What to do:
**a)** List every geometric object that the forum thread on Cavalieri's principle mentions by name.
**b)** Copy the forum thread on Cavalieri's principle from "On the top of" to "have been wrong!", renaming "homework statement" as "problem statement".
**c)** Extend the forum thread about Cavalieri's principle and the volume of a hypersphere beyond its last line.
** Begin Given passage **
Do you have a description of Cavalieri's principle? It is not explained in your paper.

I don't know the correct formula. I just tried integrating :))) and it failed :\

Cavalieri's principle

Just to confirm, a hypersphere has something called a 'radius' right? What I essentially tried was to use the cross sectional volume, integrate across a hemisphere, and see where it goes...

I thought I could do it analogous to integrating the disks in a sphere.

On the top of page 2, it my link in the homework statement states that you can get the volume equation by using Cavalieri's principle. I just took it as a challenge.
 
@fresh_42 I realized I could not even calculate the volume of the 3-ball with my argument. Looks like it must have been wrong!
 
fresh_42 said:
the German version has a closed formula
Do you always look at German versions?
 
yucheng said:
Do you always look at German versions?
** End Given passage **
** Begin Raw data **
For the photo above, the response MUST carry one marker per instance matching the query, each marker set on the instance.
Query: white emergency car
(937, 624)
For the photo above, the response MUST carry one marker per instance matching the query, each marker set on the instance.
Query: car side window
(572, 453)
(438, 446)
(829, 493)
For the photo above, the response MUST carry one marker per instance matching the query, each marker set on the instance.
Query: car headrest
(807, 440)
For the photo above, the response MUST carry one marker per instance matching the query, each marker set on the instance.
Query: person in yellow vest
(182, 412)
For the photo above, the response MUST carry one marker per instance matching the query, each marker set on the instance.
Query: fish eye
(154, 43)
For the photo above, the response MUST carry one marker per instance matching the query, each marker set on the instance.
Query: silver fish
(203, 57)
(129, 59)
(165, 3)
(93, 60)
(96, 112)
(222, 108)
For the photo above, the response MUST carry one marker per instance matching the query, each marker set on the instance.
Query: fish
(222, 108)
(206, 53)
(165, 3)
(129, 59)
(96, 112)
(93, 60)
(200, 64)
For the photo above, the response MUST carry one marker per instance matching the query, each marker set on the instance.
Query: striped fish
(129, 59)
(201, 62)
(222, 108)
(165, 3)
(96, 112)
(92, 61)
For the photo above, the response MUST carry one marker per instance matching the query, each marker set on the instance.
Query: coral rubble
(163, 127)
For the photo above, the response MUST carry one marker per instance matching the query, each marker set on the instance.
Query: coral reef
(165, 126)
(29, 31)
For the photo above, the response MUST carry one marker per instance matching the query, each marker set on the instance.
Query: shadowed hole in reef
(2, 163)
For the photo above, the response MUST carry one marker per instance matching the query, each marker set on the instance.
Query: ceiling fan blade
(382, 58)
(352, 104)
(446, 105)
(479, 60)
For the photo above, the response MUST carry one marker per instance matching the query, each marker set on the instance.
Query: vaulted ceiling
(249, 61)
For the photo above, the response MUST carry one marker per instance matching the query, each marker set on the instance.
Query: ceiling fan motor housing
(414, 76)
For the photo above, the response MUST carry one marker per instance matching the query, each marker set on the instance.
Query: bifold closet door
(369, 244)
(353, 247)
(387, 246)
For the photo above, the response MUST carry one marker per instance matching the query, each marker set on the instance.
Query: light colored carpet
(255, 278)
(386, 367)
** End Raw data **
Results:
**a)** hypersphere, hemisphere, disks, sphere, 3-ball

**b)**
On the top of page 2, it my link in the problem statement states that you can get the volume equation by using Cavalieri's principle. I just took it as a challenge.
 
@fresh_42 I realized I could not even calculate the volume of the 3-ball with my argument. Looks like it must have been wrong!

**c)**
I look at all versions I can read a bit. English and German are those with the most pages. But I also look at Spanish, French or Italian if I see a chance to find a better version, mostly a better formula. Formulas can be read in any language, hence I do not care the explanations very much and just look at the math.

I made the experience that the English version is often more theoretical and abstract, whereas the German version tends to provide good formulas and specific examples. I also use Wikipedia for translations: technical terms (search the word you know in your native language and then switch to English) as well as for the correct spelling of names (Ångström, de L'Hôpital, Gauß etc.).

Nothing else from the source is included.